### EXERCISE INSTRUCTIONS:
From the data below, extract the part that opens with the line containing "query: green shrub" and closes with the line containing "(99, 169), (281, 245)", and copy it word for word. Leave the pictures out.

** Begin DATASET CONTENT **

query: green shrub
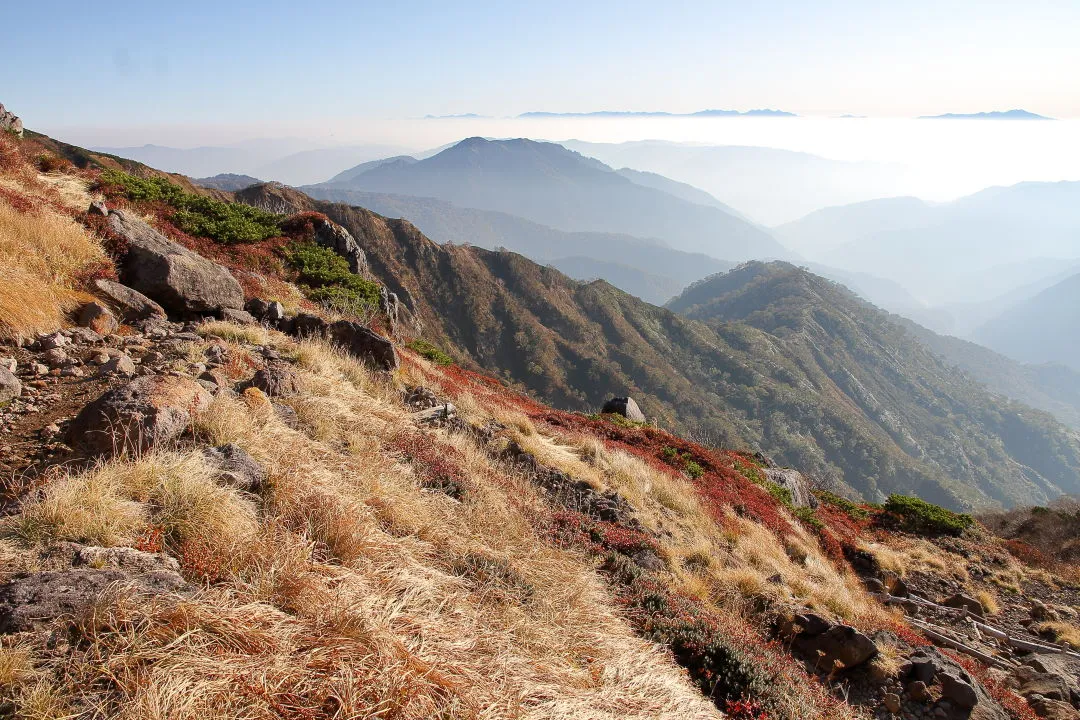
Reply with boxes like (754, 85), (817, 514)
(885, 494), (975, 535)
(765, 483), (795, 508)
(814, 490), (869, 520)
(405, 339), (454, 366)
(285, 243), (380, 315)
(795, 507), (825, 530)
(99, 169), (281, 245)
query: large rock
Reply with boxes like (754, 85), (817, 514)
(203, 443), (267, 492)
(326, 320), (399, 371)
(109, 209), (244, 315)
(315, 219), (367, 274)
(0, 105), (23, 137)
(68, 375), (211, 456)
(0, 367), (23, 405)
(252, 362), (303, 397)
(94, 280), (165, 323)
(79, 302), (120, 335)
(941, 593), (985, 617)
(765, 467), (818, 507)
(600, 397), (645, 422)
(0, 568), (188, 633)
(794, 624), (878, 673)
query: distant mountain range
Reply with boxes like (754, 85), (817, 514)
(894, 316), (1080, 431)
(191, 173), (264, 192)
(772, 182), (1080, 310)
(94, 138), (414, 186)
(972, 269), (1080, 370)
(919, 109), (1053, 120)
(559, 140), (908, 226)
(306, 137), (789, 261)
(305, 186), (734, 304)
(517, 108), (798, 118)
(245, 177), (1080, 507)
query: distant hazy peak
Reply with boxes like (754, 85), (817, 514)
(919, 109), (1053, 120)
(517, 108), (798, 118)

** End DATASET CONTENT **
** Begin DATASET CONTENT **

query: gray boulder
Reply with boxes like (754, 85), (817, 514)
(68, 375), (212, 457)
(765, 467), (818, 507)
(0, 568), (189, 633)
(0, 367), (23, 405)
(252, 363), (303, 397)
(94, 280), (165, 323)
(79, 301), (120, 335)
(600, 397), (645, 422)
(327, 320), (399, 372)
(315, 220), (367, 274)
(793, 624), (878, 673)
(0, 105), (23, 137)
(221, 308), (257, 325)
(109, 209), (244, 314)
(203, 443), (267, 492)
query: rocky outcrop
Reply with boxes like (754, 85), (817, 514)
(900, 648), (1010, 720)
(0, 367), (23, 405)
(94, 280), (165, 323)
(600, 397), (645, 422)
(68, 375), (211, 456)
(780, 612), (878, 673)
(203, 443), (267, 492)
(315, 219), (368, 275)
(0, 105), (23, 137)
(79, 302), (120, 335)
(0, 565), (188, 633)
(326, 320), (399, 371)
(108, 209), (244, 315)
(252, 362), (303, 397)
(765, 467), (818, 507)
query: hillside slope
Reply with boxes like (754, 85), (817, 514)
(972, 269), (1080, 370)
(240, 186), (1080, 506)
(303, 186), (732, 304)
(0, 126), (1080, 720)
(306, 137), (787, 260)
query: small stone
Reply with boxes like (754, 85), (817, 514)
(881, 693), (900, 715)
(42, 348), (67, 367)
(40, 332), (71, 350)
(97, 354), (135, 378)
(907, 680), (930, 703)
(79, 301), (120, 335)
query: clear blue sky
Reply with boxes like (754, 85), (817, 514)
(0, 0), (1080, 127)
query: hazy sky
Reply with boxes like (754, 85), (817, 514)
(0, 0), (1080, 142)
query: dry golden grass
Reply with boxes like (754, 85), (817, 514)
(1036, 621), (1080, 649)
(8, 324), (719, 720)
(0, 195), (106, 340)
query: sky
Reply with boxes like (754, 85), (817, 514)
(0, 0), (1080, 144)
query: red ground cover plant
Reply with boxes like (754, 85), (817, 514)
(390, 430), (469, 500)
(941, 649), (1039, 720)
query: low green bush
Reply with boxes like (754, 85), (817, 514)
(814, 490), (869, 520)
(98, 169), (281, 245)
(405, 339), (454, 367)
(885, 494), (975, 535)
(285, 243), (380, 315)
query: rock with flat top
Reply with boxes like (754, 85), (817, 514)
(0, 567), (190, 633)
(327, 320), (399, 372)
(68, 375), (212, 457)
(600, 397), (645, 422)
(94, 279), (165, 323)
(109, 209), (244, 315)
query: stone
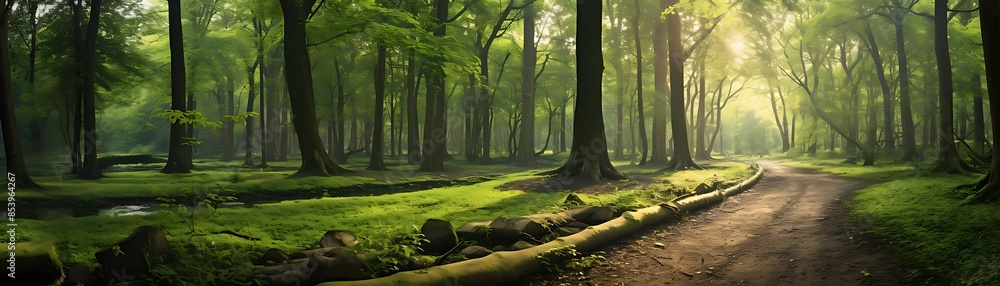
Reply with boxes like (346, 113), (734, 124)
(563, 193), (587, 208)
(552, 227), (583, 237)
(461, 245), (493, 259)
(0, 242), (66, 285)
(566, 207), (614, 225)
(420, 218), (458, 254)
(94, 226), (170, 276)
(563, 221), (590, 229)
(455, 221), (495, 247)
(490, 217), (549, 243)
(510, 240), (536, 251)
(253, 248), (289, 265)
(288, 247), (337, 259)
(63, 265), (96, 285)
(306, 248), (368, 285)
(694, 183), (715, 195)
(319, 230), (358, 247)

** End DATASET CONTENT **

### SOLUTION TO THE PROBLEM:
query: green shrub
Reply with boxes like (754, 85), (817, 514)
(885, 494), (975, 535)
(765, 483), (795, 508)
(814, 490), (869, 520)
(405, 339), (454, 366)
(285, 243), (380, 315)
(795, 507), (825, 530)
(99, 169), (281, 245)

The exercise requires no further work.